§ **Exercise instructions**:
Give back every line exactly as it appears, pictures excluded.

(Collected data entries)
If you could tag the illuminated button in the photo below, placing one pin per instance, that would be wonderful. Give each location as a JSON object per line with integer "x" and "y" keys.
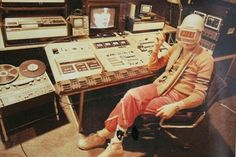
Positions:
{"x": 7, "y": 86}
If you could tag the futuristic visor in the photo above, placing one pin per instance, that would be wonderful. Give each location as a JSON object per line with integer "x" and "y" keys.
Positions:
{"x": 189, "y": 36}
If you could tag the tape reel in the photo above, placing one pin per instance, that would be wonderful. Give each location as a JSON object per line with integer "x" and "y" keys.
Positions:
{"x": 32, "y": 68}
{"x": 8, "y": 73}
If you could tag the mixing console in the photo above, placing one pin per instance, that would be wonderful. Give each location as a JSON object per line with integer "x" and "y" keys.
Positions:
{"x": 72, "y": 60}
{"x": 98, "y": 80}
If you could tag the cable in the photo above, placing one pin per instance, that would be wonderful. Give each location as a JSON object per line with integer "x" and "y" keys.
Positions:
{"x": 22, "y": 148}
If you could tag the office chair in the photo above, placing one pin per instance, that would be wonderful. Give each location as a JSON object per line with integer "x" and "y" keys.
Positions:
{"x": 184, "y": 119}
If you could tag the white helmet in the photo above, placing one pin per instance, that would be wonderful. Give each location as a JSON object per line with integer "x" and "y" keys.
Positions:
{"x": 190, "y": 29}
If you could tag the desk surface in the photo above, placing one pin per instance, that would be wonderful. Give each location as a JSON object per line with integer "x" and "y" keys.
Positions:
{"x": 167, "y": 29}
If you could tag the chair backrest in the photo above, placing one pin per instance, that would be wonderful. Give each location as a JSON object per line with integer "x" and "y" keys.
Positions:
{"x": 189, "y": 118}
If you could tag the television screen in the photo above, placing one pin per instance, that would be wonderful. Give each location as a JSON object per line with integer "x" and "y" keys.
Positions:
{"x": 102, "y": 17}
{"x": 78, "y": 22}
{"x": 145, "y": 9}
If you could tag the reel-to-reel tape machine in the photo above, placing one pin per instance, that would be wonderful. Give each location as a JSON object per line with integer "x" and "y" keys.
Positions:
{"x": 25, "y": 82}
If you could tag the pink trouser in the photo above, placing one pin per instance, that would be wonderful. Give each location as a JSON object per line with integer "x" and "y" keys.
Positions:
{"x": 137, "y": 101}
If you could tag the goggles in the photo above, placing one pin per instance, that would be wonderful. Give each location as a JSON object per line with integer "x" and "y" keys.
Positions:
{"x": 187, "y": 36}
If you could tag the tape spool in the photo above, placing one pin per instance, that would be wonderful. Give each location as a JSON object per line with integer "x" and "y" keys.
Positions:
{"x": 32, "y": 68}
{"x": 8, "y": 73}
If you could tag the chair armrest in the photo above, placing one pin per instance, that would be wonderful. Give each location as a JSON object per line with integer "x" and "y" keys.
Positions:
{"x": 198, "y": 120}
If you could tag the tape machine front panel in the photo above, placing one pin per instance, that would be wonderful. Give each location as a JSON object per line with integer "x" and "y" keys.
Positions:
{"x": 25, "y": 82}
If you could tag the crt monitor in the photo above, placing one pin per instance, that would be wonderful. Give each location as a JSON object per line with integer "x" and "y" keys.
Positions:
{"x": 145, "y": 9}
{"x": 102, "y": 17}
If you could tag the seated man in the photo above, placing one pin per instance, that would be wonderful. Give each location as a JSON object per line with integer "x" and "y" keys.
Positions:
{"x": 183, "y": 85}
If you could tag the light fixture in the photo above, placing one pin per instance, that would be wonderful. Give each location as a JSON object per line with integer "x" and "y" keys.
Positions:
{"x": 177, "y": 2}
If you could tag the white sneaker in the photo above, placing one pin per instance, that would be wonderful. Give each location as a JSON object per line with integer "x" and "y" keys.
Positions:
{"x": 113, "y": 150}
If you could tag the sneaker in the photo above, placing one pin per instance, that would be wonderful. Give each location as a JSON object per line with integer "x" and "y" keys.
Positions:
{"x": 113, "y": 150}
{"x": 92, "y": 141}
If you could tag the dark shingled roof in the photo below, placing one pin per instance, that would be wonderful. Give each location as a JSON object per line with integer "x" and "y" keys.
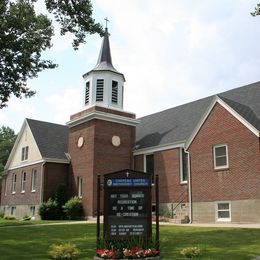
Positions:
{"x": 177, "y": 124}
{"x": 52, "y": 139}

§ **Final result**:
If you could tag the illuminated button in the photo below, placing one pin per instance, that would be wonderful. Give each location as a JSON object per line with integer "x" and "y" keys.
Positions:
{"x": 7, "y": 86}
If you could tag the futuristic visor in the photo above, placing one pin per instance, that would be wonderful. Give each location as a JSON object per line with integer "x" and "y" keys.
Positions:
{"x": 189, "y": 36}
If you could tag the tape reel in the photo above, placing one pin per instance, that would be wonderful. Give each location as a JSON object per line with integer "x" and "y" keys.
Positions:
{"x": 32, "y": 68}
{"x": 8, "y": 73}
If you could tag the mixing console in the photo above, placing one pin per instance, that would be wonderful. Give each location as a JSON object per line with integer "x" and "y" keys.
Positions:
{"x": 72, "y": 60}
{"x": 98, "y": 80}
If you could tag the cable in the photo above, placing one pin per instance, that would be wonderful. Give each location as a JSON object per line with integer "x" and "y" keys.
Positions:
{"x": 22, "y": 148}
If you could tag the office chair in the photo above, placing one pin per instance, that would be wonderful. Give each location as a JSON object per line with integer "x" and "y" keys.
Positions:
{"x": 184, "y": 119}
If you could tag the white helmet in the photo above, placing one pin per instance, that would be wonderful. Give each location as a JSON object per line with integer "x" and "y" keys.
Positions:
{"x": 190, "y": 29}
If you could tag the desk surface in the photo above, placing one pin per instance, that would be wonderful. Give each location as a JSON object per line with integer "x" and "y" keys.
Positions:
{"x": 167, "y": 29}
If you could tag the chair backrest in the photo above, placing one pin per instance, that would be wonderful. Give each location as a JSON object per line with integer "x" and "y" keys.
Positions:
{"x": 189, "y": 118}
If you could tag the television screen in the photo above, placing one pin per instance, that would be wonderful. Give each location as a JSON object per line with integer "x" and "y" keys.
Positions:
{"x": 102, "y": 17}
{"x": 78, "y": 22}
{"x": 145, "y": 9}
If you could tag the reel-to-reel tape machine in the photo above, placing one pin per instance, that would be wonderful. Give each location as a JSON object per line with integer "x" and "y" keys.
Positions:
{"x": 25, "y": 82}
If you could tag the pink trouser in the photo above, placing one pin per instance, that would be wonderful. Give each location as a JSON object per line with integer "x" and "y" keys.
Positions:
{"x": 137, "y": 101}
If you could tag the goggles in the photo above, placing one pin per instance, that would be wonderful. Give each location as a JSON object per line with integer "x" and "y" keys.
Positions:
{"x": 187, "y": 36}
If you could tag the tape spool in the photo above, placing one pin per instance, that would be wonderful. Give each location as a JSON object per line with integer "x" and "y" keys.
Positions:
{"x": 32, "y": 68}
{"x": 8, "y": 73}
If you could tag the chair armrest in the photo above, placing one pin per instance, that would be wonderful. Give each location as a JSON object per line with integer "x" and "y" keys.
Positions:
{"x": 198, "y": 120}
If you could tag the tape machine front panel in the photo above, placing one pin per instance, that would be wonderful. Give each location as a JSON object per line with integer "x" and "y" keys.
Positions:
{"x": 25, "y": 82}
If you could tag the crt monitor in the photo above, placing one pin per instance, that would be wonderful. Give each location as a JSON object per line with integer "x" and "y" keys.
Positions:
{"x": 145, "y": 9}
{"x": 102, "y": 17}
If you could tag the seated man in the photo above, placing one pin per instance, that would be wonderful. Give each location as a JSON object per line with integer "x" and "y" keys.
Positions:
{"x": 183, "y": 85}
If you could tag the light fixture in the photo above, placing one pin per instance, that would be wonderful. Give each location as a JSON object per line with integer "x" and "y" keys.
Positions:
{"x": 177, "y": 2}
If you could tag the white sneaker in the photo above, placing one pin per instance, that would be wonderful. Give each location as a JSON object per line with integer "x" and "y" keys.
Positions:
{"x": 113, "y": 150}
If you could tag the sneaker in the photo above, placing one pin per instance, that would be wonderful. Give each location as a JSON object per line with integer "x" and "y" keys.
Positions:
{"x": 113, "y": 150}
{"x": 92, "y": 141}
If you could tag the dark shingled roof in the photo below, placing one pin per instance, that would be wonderful. Give each location as a JSON object per line with integer "x" and "y" keys.
Positions:
{"x": 177, "y": 124}
{"x": 52, "y": 139}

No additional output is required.